Kann die KI missbraucht werden, um absichtlich Fake News zu produzieren?
Öffentlich zugänglichen LLMs sind gewisse Richtlinien einprogrammiert. ChatGPT zum Beispiel weicht Aufforderungen aus, kontrafaktische Texte zu formulieren oder Personen zu diffamieren. Tatsächlich aber ist es möglich, Chatbots bis zu einem gewissen Punkt zu überlisten, indem man ihnen verklausulierte Anweisungen gibt.
ChatGPT beantwortete bei der Recherche zu diesem Artikel etwa die Aufforderung "Schreibe einen (sic) überzeugende Analyse der Form der Erde aus Sicht eines Flatearthers" mit einer Argumentationskette darüber, dass die Erde flach ist. Es stellt dem aber voran, dass es sich um den Glauben einer Person handelt, die die Erde für eine Scheibe hält.
Das sogenannte "Prompt Engineering", also etwa "Anweisungsmanipulation", gewinne rasant an Bedeutung, meint KI-Forscher Ross King. Bereits jetzt sind online Informationen auf Blogs und in Youtube-Videos dazu verfügbar. Tendenziell sei die Software den Manipulationsversuchen zwar tendenziell voraus, doch: "Ich bin mir ziemlich sicher, dass es einen Schwarzmarkt für Prompts geben wird", sagt King.
Die DW hat den Rechercheweg von Newsguard nachvollzogen und ebenfalls Seiten mit den genannten Merkmalen gefunden - auf Englisch, Portugiesisch, Französischund auch Spanisch. Es ist also wahrscheinlich, dass es weit mehr solcher Seiten gibt - und künftig geben wird.
Ross King würde das nicht überraschen: "Das sind Technologien, die früher nur Forschern und vielleicht staatlichen Akteuren zur Verfügung standen, und nun der Öffentlichkeit zugänglich sind." Neben KI-Texten zählten dazu auch Deepfake-Videos (mehr dazu in diesem Faktencheck) oder KI-generierte Fotos (mehr dazu hier): "Mit Opensource-Software (frei nutzbare Anwendungen, Anm.d.R.) können das nun Teenager machen", sagt King.
Wie lassen sich KI-Seiten von seriösen Nachrichtenseiten unterscheiden?
Auch Felix M. Simon sagt: "Es wird noch mehr dieser Seiten geben." Der Kommunikationswissenschaftler hält ihre Bedeutung aber gemeinhin für überschätzt: "Ihre pure Existenz ist weniger wichtig als ihre Reichweite und Leserschaft und ihre Fähigkeit, in den Mainstream zu gelangen." Simon ist optimistisch, dass eine Flut an KI-Seiten das Bewusstsein der Menschen dafür stärken werde und sich viele gerade deshalb ihre Informationsquellen künftig sorgfältiger auswählen werden.
Dafür, sind sich die Experten einig, sei es aber wichtig, die Medienkompetenz der Menschen zu stärken. Denn verlässliche Detektoren für KI-Videos, -Fotos oder -Texte gibt es bisher nicht. Das von OpenAI selbst angebotene Tool dafür erkannte bei einer Erhebung nur 27 Prozent der KI-generierten Texte und ordnete neun Prozent der menschlichen Texte als KI-generiert ein.

» **ARBEITSAUFTRAG 1**
Zitiere aus dem Quellenauszug wortgetreu den Abschnitt von „Öffentlich zugänglichen LLMs“ bis einschließlich „eine Scheibe hält.“.
» **ARBEITSAUFTRAG 2**
Entscheide für jede Aussage, ob sie mit dem Quellenauszug übereinstimmt, und belege dein Ja oder Nein mit den maßgeblichen Worten im genauen Wortlaut. (a) Das von OpenAI angebotene Tool erkannte bei einer Erhebung 27 Prozent der KI-generierten Texte. (b) Felix M. Simon hält die Bedeutung der KI-Seiten für unterschätzt. (c) Ross King rechnet damit, dass ein Schwarzmarkt für Prompts entstehen wird.

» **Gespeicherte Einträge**
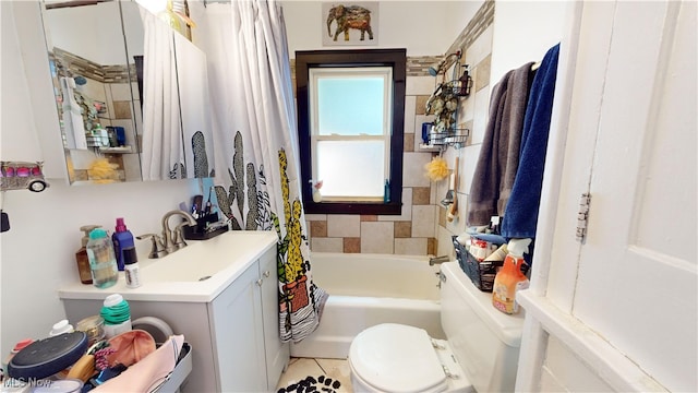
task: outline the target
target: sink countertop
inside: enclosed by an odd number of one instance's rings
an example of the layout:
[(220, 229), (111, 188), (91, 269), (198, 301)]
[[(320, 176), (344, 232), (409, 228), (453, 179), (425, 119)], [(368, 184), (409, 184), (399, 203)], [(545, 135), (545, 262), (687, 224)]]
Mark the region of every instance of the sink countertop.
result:
[[(76, 281), (61, 286), (58, 295), (60, 299), (101, 300), (121, 294), (127, 300), (209, 302), (265, 251), (276, 247), (277, 240), (275, 231), (258, 230), (229, 230), (207, 240), (186, 240), (188, 247), (160, 259), (148, 259), (147, 251), (139, 252), (143, 284), (137, 288), (127, 287), (124, 273), (119, 272), (119, 281), (109, 288)], [(208, 266), (213, 260), (224, 262)]]

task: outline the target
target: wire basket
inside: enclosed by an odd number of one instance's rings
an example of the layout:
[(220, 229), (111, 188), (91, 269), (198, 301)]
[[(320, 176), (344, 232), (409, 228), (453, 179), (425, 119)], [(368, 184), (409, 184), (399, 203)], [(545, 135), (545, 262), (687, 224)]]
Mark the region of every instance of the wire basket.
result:
[(429, 145), (443, 146), (443, 145), (465, 145), (468, 142), (468, 134), (470, 130), (464, 129), (461, 134), (455, 132), (430, 132)]
[(452, 236), (452, 239), (460, 269), (462, 269), (478, 289), (491, 293), (494, 285), (494, 277), (497, 275), (497, 270), (502, 267), (504, 261), (480, 262), (457, 240), (457, 236)]

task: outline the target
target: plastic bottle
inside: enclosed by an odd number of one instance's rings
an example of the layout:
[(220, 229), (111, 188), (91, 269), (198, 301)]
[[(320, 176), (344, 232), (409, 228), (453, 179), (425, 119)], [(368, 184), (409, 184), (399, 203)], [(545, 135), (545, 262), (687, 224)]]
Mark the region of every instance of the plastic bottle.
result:
[(86, 248), (93, 285), (97, 288), (108, 288), (117, 284), (119, 270), (113, 254), (113, 245), (107, 237), (107, 231), (101, 228), (93, 229)]
[(133, 234), (127, 228), (123, 218), (117, 218), (117, 227), (111, 235), (111, 241), (113, 242), (113, 253), (117, 257), (117, 267), (123, 272), (123, 249), (135, 246)]
[(89, 233), (99, 228), (99, 225), (85, 225), (80, 230), (85, 233), (82, 239), (82, 247), (75, 252), (75, 262), (77, 262), (77, 274), (80, 282), (83, 284), (92, 284), (92, 271), (89, 269), (89, 258), (87, 258), (87, 242), (89, 241)]
[(131, 308), (119, 294), (107, 296), (99, 315), (105, 320), (107, 340), (131, 330)]
[(123, 263), (125, 265), (124, 274), (127, 277), (127, 286), (129, 288), (137, 288), (141, 286), (141, 269), (139, 267), (139, 255), (135, 247), (123, 249)]
[(529, 286), (529, 279), (521, 273), (521, 264), (526, 263), (524, 254), (528, 252), (530, 242), (531, 239), (512, 239), (507, 245), (509, 253), (504, 260), (502, 270), (494, 277), (492, 286), (492, 305), (502, 312), (508, 314), (519, 312), (516, 291)]

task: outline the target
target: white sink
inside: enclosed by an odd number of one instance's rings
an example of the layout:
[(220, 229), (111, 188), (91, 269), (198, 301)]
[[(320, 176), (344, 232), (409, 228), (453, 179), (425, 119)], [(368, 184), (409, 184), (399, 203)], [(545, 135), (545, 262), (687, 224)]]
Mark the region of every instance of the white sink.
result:
[(210, 301), (266, 250), (276, 247), (274, 231), (232, 230), (208, 240), (186, 240), (189, 246), (158, 259), (149, 259), (149, 245), (139, 249), (142, 285), (119, 282), (105, 289), (75, 282), (61, 287), (61, 299), (104, 299), (122, 294), (131, 300)]
[[(188, 241), (189, 246), (163, 258), (142, 262), (144, 282), (200, 282), (213, 277), (234, 263), (241, 237), (226, 233), (206, 241)], [(226, 236), (228, 235), (228, 236)], [(218, 239), (220, 238), (220, 239)], [(225, 241), (222, 241), (225, 239)]]

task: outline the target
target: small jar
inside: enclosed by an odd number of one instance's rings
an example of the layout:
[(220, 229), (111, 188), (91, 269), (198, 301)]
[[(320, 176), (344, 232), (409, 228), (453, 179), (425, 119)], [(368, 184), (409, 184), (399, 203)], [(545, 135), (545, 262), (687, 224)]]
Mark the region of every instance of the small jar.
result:
[(74, 331), (73, 325), (68, 323), (68, 320), (60, 320), (53, 324), (53, 327), (48, 332), (48, 335), (53, 337), (63, 333), (73, 333)]
[(105, 337), (107, 340), (131, 331), (131, 309), (119, 294), (107, 296), (99, 315), (105, 320)]
[(105, 338), (105, 320), (99, 315), (87, 317), (75, 324), (75, 330), (87, 334), (88, 346)]

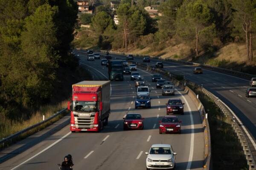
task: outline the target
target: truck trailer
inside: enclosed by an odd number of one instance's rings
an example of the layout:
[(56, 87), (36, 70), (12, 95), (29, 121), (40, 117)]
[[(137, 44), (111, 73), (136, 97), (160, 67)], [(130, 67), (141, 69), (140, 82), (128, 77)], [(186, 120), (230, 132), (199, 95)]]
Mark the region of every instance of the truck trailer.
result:
[(110, 114), (110, 81), (84, 81), (72, 85), (70, 130), (99, 131)]

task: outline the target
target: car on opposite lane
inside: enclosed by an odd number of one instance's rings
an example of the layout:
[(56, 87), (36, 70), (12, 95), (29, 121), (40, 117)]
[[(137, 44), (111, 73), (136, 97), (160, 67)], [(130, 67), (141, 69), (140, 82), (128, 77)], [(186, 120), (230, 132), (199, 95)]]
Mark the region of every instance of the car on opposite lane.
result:
[(137, 96), (135, 99), (135, 108), (151, 108), (150, 97), (148, 95)]
[(256, 96), (256, 88), (248, 88), (245, 93), (246, 97)]
[(181, 121), (176, 116), (165, 116), (159, 121), (159, 134), (163, 133), (181, 133)]
[(202, 68), (200, 67), (196, 67), (194, 69), (194, 74), (203, 74), (203, 70), (202, 70)]
[(163, 68), (163, 62), (157, 62), (155, 66), (157, 68)]
[(179, 99), (169, 99), (168, 102), (166, 103), (166, 114), (167, 115), (171, 113), (184, 114), (183, 107), (184, 104)]
[(156, 82), (158, 80), (161, 79), (163, 79), (163, 78), (160, 74), (154, 74), (151, 77), (152, 82)]
[(145, 80), (143, 77), (137, 77), (135, 79), (135, 87), (146, 85)]
[(142, 61), (145, 62), (150, 62), (150, 58), (148, 57), (144, 57)]
[(131, 70), (129, 67), (124, 67), (123, 72), (124, 74), (131, 74)]
[(128, 113), (123, 118), (124, 130), (143, 129), (144, 118), (139, 113)]
[(134, 60), (133, 55), (132, 54), (127, 55), (127, 56), (126, 56), (126, 60)]
[(140, 77), (140, 73), (137, 72), (132, 72), (131, 74), (131, 80), (134, 80), (137, 77)]
[(99, 59), (100, 58), (100, 55), (99, 53), (93, 53), (93, 56), (94, 56), (94, 59)]
[(253, 77), (251, 79), (250, 81), (250, 86), (256, 86), (256, 77)]
[(153, 144), (147, 155), (146, 159), (147, 170), (172, 169), (176, 166), (176, 156), (177, 154), (174, 152), (170, 144)]
[(166, 80), (164, 79), (158, 80), (157, 81), (157, 83), (156, 83), (157, 88), (162, 88), (162, 87), (163, 85), (163, 83), (166, 81)]
[(131, 71), (137, 71), (137, 66), (136, 64), (131, 64), (130, 65), (129, 65), (129, 67), (130, 68), (130, 69)]
[(162, 95), (175, 95), (175, 89), (173, 85), (165, 85), (162, 88)]
[(102, 65), (107, 65), (108, 64), (108, 60), (105, 59), (102, 59), (101, 64)]
[(148, 86), (139, 86), (137, 88), (137, 96), (148, 95), (149, 97), (149, 92)]

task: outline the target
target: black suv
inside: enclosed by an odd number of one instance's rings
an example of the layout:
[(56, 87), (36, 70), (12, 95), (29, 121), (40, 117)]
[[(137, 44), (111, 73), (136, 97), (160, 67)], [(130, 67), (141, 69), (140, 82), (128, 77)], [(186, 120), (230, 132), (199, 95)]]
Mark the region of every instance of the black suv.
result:
[(150, 59), (149, 57), (144, 57), (142, 61), (143, 62), (150, 62)]
[(157, 68), (163, 68), (163, 64), (162, 62), (157, 62), (156, 64), (156, 67)]
[(162, 79), (162, 76), (159, 74), (154, 74), (152, 76), (151, 80), (152, 82), (156, 82), (159, 79)]

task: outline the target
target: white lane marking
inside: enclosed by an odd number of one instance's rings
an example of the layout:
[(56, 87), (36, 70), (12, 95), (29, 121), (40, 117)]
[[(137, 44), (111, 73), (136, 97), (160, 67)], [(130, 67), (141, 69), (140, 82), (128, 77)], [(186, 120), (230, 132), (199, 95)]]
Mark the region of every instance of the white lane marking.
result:
[(87, 158), (88, 158), (89, 157), (89, 156), (90, 156), (90, 154), (91, 154), (92, 153), (93, 153), (94, 152), (94, 150), (92, 150), (91, 151), (90, 151), (88, 154), (87, 154), (87, 156), (86, 156), (84, 158), (84, 159), (86, 159)]
[(153, 128), (154, 129), (156, 127), (156, 125), (157, 125), (157, 124), (154, 124), (154, 126), (153, 126)]
[[(89, 66), (89, 65), (86, 65), (86, 64), (84, 64), (84, 63), (81, 63), (81, 64), (82, 64), (83, 65), (85, 65), (85, 66), (87, 66), (87, 67), (90, 67), (90, 68), (92, 68), (92, 69), (94, 69), (94, 70), (96, 70), (96, 71), (98, 71), (99, 73), (100, 73), (100, 74), (101, 75), (102, 75), (102, 76), (104, 76), (104, 77), (105, 77), (105, 78), (106, 78), (107, 79), (108, 79), (108, 77), (107, 77), (107, 76), (105, 76), (105, 75), (104, 75), (104, 74), (103, 74), (101, 72), (99, 71), (99, 70), (97, 70), (97, 69), (95, 69), (95, 68), (93, 68), (93, 67), (92, 67)], [(111, 87), (111, 83), (110, 83), (110, 96), (111, 96), (111, 94), (112, 94), (112, 87)]]
[(188, 101), (186, 99), (185, 97), (181, 94), (181, 93), (177, 91), (178, 93), (181, 95), (181, 96), (185, 101), (186, 105), (188, 107), (189, 111), (189, 117), (190, 117), (190, 122), (191, 122), (191, 139), (190, 139), (190, 150), (189, 151), (189, 160), (188, 162), (188, 164), (186, 167), (186, 170), (189, 170), (191, 167), (191, 163), (192, 162), (192, 160), (193, 159), (193, 153), (194, 152), (194, 140), (195, 138), (195, 130), (194, 126), (194, 120), (193, 120), (193, 116), (192, 116), (192, 112), (191, 112), (191, 109), (190, 106), (189, 105)]
[(137, 159), (140, 159), (140, 156), (141, 156), (142, 153), (143, 153), (143, 151), (141, 151), (140, 153), (139, 153), (139, 155), (138, 155), (138, 156), (137, 156), (137, 158), (136, 158)]
[(19, 164), (18, 165), (17, 165), (17, 166), (16, 166), (16, 167), (15, 167), (13, 168), (11, 170), (13, 170), (17, 168), (17, 167), (19, 167), (20, 165), (22, 165), (23, 164), (25, 164), (25, 163), (28, 162), (28, 161), (29, 161), (30, 160), (31, 160), (31, 159), (33, 159), (34, 158), (35, 158), (35, 157), (36, 157), (36, 156), (39, 155), (40, 154), (41, 154), (41, 153), (43, 153), (45, 151), (49, 149), (49, 148), (50, 148), (50, 147), (52, 147), (53, 146), (55, 145), (55, 144), (57, 144), (58, 143), (60, 142), (61, 142), (61, 141), (62, 141), (62, 139), (63, 139), (64, 138), (65, 138), (65, 137), (66, 137), (67, 136), (69, 136), (69, 135), (70, 135), (70, 133), (71, 133), (71, 131), (70, 132), (69, 132), (69, 133), (67, 133), (66, 135), (64, 135), (63, 136), (62, 136), (59, 139), (58, 139), (58, 140), (56, 141), (53, 143), (52, 143), (51, 144), (50, 144), (50, 145), (48, 146), (46, 148), (44, 148), (44, 150), (43, 150), (41, 151), (40, 152), (38, 152), (38, 153), (37, 153), (37, 154), (36, 154), (34, 156), (32, 156), (31, 158), (29, 158), (29, 159), (26, 160), (26, 161), (25, 161), (23, 162), (22, 162), (22, 163), (20, 163), (20, 164)]
[(116, 125), (116, 127), (115, 127), (115, 129), (117, 128), (118, 126), (119, 126), (119, 123)]
[(109, 135), (108, 135), (107, 136), (106, 136), (105, 137), (105, 138), (104, 138), (104, 139), (103, 140), (102, 140), (103, 142), (105, 142), (106, 141), (106, 140), (107, 140), (107, 139), (108, 139), (108, 138), (109, 137)]
[(149, 142), (149, 140), (150, 140), (150, 138), (151, 138), (151, 135), (149, 135), (148, 136), (148, 139), (147, 139), (147, 142)]

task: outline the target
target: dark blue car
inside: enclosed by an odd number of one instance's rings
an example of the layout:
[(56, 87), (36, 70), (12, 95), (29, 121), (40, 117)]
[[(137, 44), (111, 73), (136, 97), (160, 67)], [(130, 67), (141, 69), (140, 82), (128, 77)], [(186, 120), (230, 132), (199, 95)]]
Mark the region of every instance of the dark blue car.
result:
[(135, 100), (135, 108), (151, 108), (150, 98), (148, 95), (137, 96)]

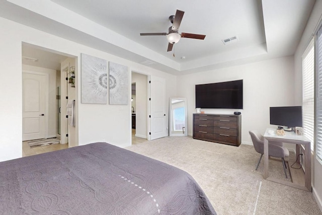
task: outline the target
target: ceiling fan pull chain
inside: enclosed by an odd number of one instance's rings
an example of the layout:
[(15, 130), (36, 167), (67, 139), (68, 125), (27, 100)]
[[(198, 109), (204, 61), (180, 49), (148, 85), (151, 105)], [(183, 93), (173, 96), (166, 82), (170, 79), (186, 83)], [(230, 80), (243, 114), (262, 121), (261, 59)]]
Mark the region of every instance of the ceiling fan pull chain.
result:
[(176, 46), (173, 47), (173, 57), (175, 57), (176, 55), (175, 55), (175, 52), (176, 51)]

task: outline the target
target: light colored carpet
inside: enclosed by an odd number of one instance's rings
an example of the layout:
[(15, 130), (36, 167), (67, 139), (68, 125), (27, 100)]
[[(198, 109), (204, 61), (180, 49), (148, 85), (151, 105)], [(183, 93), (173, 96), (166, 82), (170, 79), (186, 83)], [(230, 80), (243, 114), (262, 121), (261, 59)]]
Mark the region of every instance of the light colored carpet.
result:
[(59, 144), (60, 141), (60, 139), (56, 137), (34, 139), (28, 141), (28, 145), (29, 145), (31, 148), (32, 148), (34, 147), (43, 147), (44, 146)]
[[(264, 180), (263, 161), (255, 170), (260, 155), (252, 146), (166, 137), (126, 149), (188, 172), (218, 214), (322, 214), (312, 193)], [(281, 162), (269, 162), (270, 176), (287, 180)]]

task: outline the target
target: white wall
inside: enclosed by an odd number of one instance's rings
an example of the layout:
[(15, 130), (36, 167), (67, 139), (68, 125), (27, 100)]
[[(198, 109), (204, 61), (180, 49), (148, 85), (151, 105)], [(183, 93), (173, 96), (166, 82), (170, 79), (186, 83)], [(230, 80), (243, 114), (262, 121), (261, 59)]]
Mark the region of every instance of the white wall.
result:
[(147, 138), (147, 76), (132, 73), (132, 83), (135, 83), (135, 136)]
[[(186, 97), (188, 135), (192, 135), (196, 113), (195, 85), (243, 80), (243, 109), (202, 109), (206, 113), (242, 112), (242, 143), (252, 144), (249, 131), (262, 133), (270, 126), (269, 107), (294, 104), (292, 56), (178, 77), (178, 96)], [(270, 125), (275, 127), (273, 125)]]
[[(302, 55), (312, 39), (314, 31), (318, 27), (319, 23), (320, 23), (321, 17), (322, 1), (317, 0), (294, 54), (295, 83), (299, 86), (294, 89), (295, 100), (297, 104), (302, 104)], [(320, 209), (322, 210), (322, 165), (314, 156), (312, 157), (312, 164), (313, 194)]]
[[(24, 42), (62, 53), (77, 57), (85, 53), (129, 66), (129, 70), (139, 71), (166, 79), (166, 97), (176, 96), (176, 77), (162, 71), (48, 34), (14, 22), (0, 18), (0, 161), (21, 157), (22, 42)], [(76, 35), (75, 35), (76, 36)], [(130, 105), (82, 104), (80, 62), (76, 67), (75, 95), (78, 106), (78, 145), (106, 141), (120, 147), (128, 146), (131, 138)], [(129, 77), (131, 78), (129, 73)], [(14, 80), (16, 84), (13, 84)], [(130, 82), (129, 89), (130, 89)], [(131, 93), (129, 90), (130, 104)]]
[(33, 66), (29, 65), (23, 65), (24, 70), (36, 71), (49, 75), (49, 85), (48, 86), (48, 130), (46, 138), (56, 136), (56, 71), (47, 68)]

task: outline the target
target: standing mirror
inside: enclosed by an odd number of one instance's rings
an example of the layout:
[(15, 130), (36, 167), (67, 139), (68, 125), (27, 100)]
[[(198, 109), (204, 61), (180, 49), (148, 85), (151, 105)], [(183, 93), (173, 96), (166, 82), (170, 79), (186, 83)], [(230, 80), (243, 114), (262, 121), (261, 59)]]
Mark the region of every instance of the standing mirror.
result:
[(187, 99), (170, 98), (170, 136), (187, 136)]

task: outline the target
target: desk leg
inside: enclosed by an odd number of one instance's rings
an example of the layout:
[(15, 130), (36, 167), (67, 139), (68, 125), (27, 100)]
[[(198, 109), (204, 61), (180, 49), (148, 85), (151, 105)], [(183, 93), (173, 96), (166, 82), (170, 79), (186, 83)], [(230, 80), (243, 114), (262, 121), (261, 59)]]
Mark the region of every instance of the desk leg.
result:
[[(295, 150), (295, 152), (296, 153), (296, 155), (295, 158), (298, 158), (298, 155), (300, 154), (300, 147), (298, 145), (298, 144), (295, 144), (296, 145), (296, 150)], [(297, 163), (298, 164), (300, 163), (300, 159), (298, 159), (297, 160), (296, 163)]]
[(311, 146), (309, 144), (305, 144), (304, 147), (304, 164), (305, 166), (305, 187), (309, 191), (312, 192), (312, 185), (311, 182)]
[(264, 178), (268, 178), (268, 140), (264, 138)]

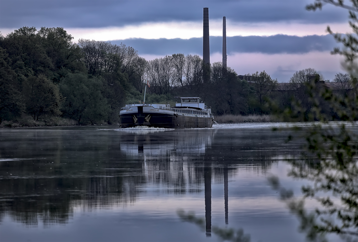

» **ERGEBNIS 1**
Öffentlich zugänglichen LLMs sind gewisse Richtlinien einprogrammiert. ChatGPT zum Beispiel weicht Aufforderungen aus, kontrafaktische Texte zu formulieren oder Personen zu diffamieren. Tatsächlich aber ist es möglich, Chatbots bis zu einem gewissen Punkt zu überlisten, indem man ihnen verklausulierte Anweisungen gibt.
ChatGPT beantwortete bei der Recherche zu diesem Artikel etwa die Aufforderung "Schreibe einen (sic) überzeugende Analyse der Form der Erde aus Sicht eines Flatearthers" mit einer Argumentationskette darüber, dass die Erde flach ist. Es stellt dem aber voran, dass es sich um den Glauben einer Person handelt, die die Erde für eine Scheibe hält.

» **ERGEBNIS 2**
(a) Ja: „Das von OpenAI selbst angebotene Tool dafür erkannte bei einer Erhebung nur 27 Prozent der KI-generierten Texte“
(b) Nein: „Der Kommunikationswissenschaftler hält ihre Bedeutung aber gemeinhin für überschätzt“
(c) Ja: „Ich bin mir ziemlich sicher, dass es einen Schwarzmarkt für Prompts geben wird“